**ASSIGNMENT:**
From the first line to the last, copy the data exactly.

*** PROVIDED RECORDS Section Begins ***

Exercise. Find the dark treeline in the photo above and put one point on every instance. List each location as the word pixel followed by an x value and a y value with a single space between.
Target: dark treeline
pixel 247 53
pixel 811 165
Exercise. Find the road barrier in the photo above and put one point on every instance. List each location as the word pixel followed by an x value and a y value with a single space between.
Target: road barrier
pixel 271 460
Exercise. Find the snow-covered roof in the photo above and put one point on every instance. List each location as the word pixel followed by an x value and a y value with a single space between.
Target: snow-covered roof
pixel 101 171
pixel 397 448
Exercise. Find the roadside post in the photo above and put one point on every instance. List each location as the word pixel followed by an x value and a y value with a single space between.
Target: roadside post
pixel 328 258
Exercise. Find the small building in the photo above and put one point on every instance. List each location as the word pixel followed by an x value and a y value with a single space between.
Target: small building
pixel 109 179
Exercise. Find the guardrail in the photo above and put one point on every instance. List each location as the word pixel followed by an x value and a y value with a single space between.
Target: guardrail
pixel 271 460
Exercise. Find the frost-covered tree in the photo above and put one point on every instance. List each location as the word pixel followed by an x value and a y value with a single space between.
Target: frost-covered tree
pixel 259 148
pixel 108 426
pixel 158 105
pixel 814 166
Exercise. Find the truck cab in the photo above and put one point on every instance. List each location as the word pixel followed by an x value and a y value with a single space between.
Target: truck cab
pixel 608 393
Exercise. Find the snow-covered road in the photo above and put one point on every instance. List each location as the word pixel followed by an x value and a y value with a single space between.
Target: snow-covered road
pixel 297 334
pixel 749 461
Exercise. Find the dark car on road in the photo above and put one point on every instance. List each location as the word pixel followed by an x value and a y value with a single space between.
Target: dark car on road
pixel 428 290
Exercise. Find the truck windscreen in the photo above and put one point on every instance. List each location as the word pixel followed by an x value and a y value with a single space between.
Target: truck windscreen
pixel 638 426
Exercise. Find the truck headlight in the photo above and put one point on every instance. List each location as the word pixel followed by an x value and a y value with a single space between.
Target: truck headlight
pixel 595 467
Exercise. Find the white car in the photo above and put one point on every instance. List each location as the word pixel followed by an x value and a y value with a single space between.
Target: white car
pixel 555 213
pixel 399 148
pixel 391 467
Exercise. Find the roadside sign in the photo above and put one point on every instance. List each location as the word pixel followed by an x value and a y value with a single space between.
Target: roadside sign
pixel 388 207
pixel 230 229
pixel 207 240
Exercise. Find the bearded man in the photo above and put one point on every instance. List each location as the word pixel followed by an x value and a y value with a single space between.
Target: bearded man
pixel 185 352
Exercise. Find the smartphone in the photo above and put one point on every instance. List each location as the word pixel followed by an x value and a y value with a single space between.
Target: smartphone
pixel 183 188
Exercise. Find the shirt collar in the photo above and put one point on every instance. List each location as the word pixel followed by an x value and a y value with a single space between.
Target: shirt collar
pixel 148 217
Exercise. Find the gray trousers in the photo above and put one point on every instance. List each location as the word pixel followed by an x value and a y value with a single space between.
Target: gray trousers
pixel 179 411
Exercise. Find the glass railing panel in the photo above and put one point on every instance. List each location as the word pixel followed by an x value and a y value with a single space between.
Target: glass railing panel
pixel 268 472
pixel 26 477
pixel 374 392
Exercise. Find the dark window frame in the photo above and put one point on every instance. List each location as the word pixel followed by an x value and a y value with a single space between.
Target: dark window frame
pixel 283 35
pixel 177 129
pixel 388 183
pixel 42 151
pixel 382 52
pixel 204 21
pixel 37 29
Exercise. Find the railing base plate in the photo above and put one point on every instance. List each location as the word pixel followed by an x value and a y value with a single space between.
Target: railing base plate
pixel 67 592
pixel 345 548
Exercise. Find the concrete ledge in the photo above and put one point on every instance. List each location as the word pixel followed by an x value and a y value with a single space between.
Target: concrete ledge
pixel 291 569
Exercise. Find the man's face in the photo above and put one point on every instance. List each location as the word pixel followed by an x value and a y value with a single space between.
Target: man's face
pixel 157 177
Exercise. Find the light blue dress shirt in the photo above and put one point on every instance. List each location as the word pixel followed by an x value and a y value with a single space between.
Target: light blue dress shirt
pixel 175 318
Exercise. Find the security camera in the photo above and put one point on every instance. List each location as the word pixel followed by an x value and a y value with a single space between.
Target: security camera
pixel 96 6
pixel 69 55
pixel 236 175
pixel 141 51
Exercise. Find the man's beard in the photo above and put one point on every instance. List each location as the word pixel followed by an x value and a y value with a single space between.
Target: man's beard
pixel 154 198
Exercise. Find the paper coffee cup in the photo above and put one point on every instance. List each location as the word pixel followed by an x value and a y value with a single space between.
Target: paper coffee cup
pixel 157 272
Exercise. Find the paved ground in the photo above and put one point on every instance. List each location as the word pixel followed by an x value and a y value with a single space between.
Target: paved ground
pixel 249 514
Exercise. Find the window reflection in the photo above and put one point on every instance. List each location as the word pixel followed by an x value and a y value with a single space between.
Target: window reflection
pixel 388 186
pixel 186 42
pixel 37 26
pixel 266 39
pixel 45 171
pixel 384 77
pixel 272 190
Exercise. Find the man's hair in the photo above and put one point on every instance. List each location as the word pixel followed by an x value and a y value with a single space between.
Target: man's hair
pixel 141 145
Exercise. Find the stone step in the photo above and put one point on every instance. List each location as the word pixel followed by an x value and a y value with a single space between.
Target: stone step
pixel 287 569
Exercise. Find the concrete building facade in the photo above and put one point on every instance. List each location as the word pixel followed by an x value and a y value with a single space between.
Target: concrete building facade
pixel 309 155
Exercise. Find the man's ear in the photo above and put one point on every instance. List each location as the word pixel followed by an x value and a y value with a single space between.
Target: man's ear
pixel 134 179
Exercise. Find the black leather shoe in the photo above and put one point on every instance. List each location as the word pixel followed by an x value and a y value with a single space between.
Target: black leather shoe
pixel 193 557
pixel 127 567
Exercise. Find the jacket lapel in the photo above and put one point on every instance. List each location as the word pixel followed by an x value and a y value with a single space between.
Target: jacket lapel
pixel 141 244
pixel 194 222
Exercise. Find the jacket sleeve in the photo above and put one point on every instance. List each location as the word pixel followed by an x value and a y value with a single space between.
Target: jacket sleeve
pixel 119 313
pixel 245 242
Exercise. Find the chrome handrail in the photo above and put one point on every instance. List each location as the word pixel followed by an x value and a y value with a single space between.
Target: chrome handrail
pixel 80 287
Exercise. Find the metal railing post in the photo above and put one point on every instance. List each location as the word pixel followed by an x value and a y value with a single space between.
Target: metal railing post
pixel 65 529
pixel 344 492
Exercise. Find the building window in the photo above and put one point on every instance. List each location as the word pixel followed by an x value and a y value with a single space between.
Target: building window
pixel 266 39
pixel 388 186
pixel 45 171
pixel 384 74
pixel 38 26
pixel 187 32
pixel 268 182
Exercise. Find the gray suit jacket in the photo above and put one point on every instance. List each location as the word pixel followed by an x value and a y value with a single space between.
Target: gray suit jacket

*** PROVIDED RECORDS Section Ends ***

**WRITTEN REPLY:**
Exercise. Find the dark treeline in the photo above and put one point on every instance. List each location as the word pixel followed by an x value and a y value with a single space between.
Target: dark treeline
pixel 247 53
pixel 811 165
Exercise. Find the road barrier in the photo above and put one point on every instance. List each location as the word pixel followed by an x value and a y value with a single space between.
Target: road barrier
pixel 271 460
Exercise. Find the snow-covered roof in the photo above and put one point on every instance. List each location as the word pixel followed by an x value and a y value with a single space between.
Target: snow-covered roof
pixel 101 171
pixel 397 448
Exercise. Find the roadside post in the photo above and put one point on every instance. List each location as the word pixel followed by an x value and a y value with a single space between.
Target: roadside post
pixel 328 258
Exercise. Find the small building in the photo above and put one point on every instance. List each location as the word pixel followed by an x value and a y value with a single space between.
Target: small building
pixel 109 179
Exercise. Find the guardrail in the photo above and put one point on every instance. List each location as the word pixel followed by an x value and a y value with a single space between.
Target: guardrail
pixel 271 460
Exercise. Find the frost-covered tree in the photo above and put one point on every instance. List each location as the word pixel followed by an x value and a y value with a single space between.
Target: frost-covered tree
pixel 259 148
pixel 108 426
pixel 158 105
pixel 814 166
Exercise. Find the truck cab in the photo above and put one point on every instance. List each location as the word pixel followed by an x value and a y value with a single space between.
Target: truck cab
pixel 608 393
Exercise. Find the snow-covered road in the photo above and put one point on every instance. List each location as the word pixel followed by an x value and a y value with a single space between.
Target: snow-covered road
pixel 297 334
pixel 749 461
Exercise. Find the dark car on road in the photo above and put one point on every instance. List each location as the word pixel followed by an x value and a y value with a single space between.
Target: dark car on road
pixel 428 290
Exercise. Find the truck windscreen in the photo above and put one point on every instance. List each location as the word pixel followed by an x value and a y value with a single space between.
Target: truck windscreen
pixel 638 426
Exercise. Find the truck headlight in the photo above and put one point on every instance. List each location as the word pixel followed by an x value and a y value with a single space between.
Target: truck headlight
pixel 595 467
Exercise. Find the white car in the photo above and put one point on every instance. List each location as the word pixel followed by an x value and a y value with a single space between.
Target: white car
pixel 555 213
pixel 399 148
pixel 391 467
Exercise. Find the roadside sign in the photo above and put one point on every instance. List each location as the word pixel followed by an x value and a y value with a single space between.
Target: roadside sign
pixel 388 207
pixel 230 229
pixel 207 240
Exercise. Find the bearded man in the photo above and put one point on every instance. List each location as the word pixel followed by an x value and a y value with a single space between.
Target: bearded man
pixel 185 352
Exercise. Find the smartphone in the photo above and put one point on every instance. List each location as the word pixel followed by an x value and a y value with a single space between.
Target: smartphone
pixel 183 188
Exercise. Find the shirt collar in the photo above and put one point on every instance. List each location as the word pixel followed by an x value and a y value with a single space between.
Target: shirt collar
pixel 148 217
Exercise. Find the gray trousers in the photo above and put one point on every instance. List each location as the word pixel followed by an x value and a y value with a single space between.
Target: gray trousers
pixel 179 411
Exercise. Find the glass railing panel in the photo above and put one point on every instance. List each location as the word pixel followed by an x value and a y value with a single space between.
Target: glass railing panel
pixel 268 472
pixel 26 477
pixel 374 392
Exercise. Find the dark window frame in the photo above and put one point on every instance. List each location as the word pixel followed by an x value and a y value with a single space between.
Target: dark window frame
pixel 283 35
pixel 177 129
pixel 388 183
pixel 42 151
pixel 382 52
pixel 204 21
pixel 37 29
Exercise. Find the railing base plate in the photo above and put one point on every instance. List each location as the word pixel followed by an x value and a y value with a single space between.
Target: railing base plate
pixel 67 592
pixel 345 548
Exercise. Find the concrete ledge in the photo above and put one point on every instance. List each location as the word pixel followed by an x value and a y value with a single space between.
Target: concrete ledge
pixel 291 569
Exercise. Find the man's face in the photo above and put one point on every instance. List each location as the word pixel followed by an x value and a y value with a single space between.
Target: man's face
pixel 157 177
Exercise. Find the light blue dress shirt in the photo above and put one point on every instance. List each location as the word pixel followed by an x value and a y value with a single space between.
Target: light blue dress shirt
pixel 175 318
Exercise. Find the security camera in the photo above and put one point on every instance. List each location as the word pixel followed by an x value and a y value with a single space between.
Target: security camera
pixel 96 6
pixel 69 55
pixel 236 175
pixel 141 51
Exercise. Find the man's beard in the photo above and put one point on every instance. List each location as the word pixel followed by an x value and a y value with a single space between.
Target: man's beard
pixel 154 198
Exercise. Find the paper coffee cup in the photo above and put one point on every instance. List each location as the word pixel followed by an x value and a y value with a single space between.
Target: paper coffee cup
pixel 157 272
Exercise. Find the paved ground in the photo above and put one point on every instance. List each location as the word pixel followed by an x value and a y value with a single space between.
Target: paved ground
pixel 249 514
Exercise. Find the window reflection in the photo above and put one point on every instance. List each location as the word pixel followed by an x value and a y value with a single space between.
Target: window reflection
pixel 388 186
pixel 186 42
pixel 37 26
pixel 266 39
pixel 45 171
pixel 384 77
pixel 272 190
Exercise. Find the man's hair in the photo above and put one point on every instance. List each location as the word pixel followed by an x value and a y value with a single space between.
Target: man's hair
pixel 141 145
Exercise. Find the stone step in the photo above and put one point on every instance. List each location as the word pixel followed by an x value and a y value with a single space between.
Target: stone step
pixel 287 569
Exercise. Find the concrete building facade in the photo above and put one point on every instance. List each location as the word pixel followed by an x value and a y value with a single space between.
Target: concrete building facade
pixel 309 155
Exercise. Find the man's ear in the photo above and put one point on every instance. List each location as the word pixel followed by an x value and a y value with a single space between.
Target: man's ear
pixel 134 179
Exercise. Find the black leather shoe in the photo above and put one point on every instance. List each location as the word pixel followed by an x value and a y value with a single space between.
Target: black leather shoe
pixel 193 557
pixel 127 567
Exercise. Find the jacket lapel in the photo above and put one point on every instance. List each location as the word pixel followed by an x value and a y value with a single space between.
Target: jacket lapel
pixel 141 244
pixel 194 222
Exercise. Find the jacket sleeve in the photo above and put one point on every instance. List each location as the word pixel followed by an x value and a y value with a single space between.
Target: jacket sleeve
pixel 119 313
pixel 245 242
Exercise. Find the chrome handrail in the photo above and put one point on every instance. List each location as the word pixel followed by an x value and a y value with a single space between.
Target: chrome handrail
pixel 80 287
Exercise. Find the metal railing post in the photo above and put one point on every instance. List each location as the word pixel followed by an x value and a y value with a single space between.
Target: metal railing post
pixel 65 529
pixel 344 492
Exercise. Find the building window in the photo above and put one point on every instance. List each location as the word pixel followed by an x value and a y value with a single space between.
Target: building window
pixel 266 39
pixel 388 186
pixel 45 171
pixel 384 74
pixel 38 26
pixel 187 32
pixel 268 182
Exercise. Find the gray suit jacket in the photo above and put one point on every instance. List each location as the word pixel followed by an x value and a y value with a single space between.
Target: gray suit jacket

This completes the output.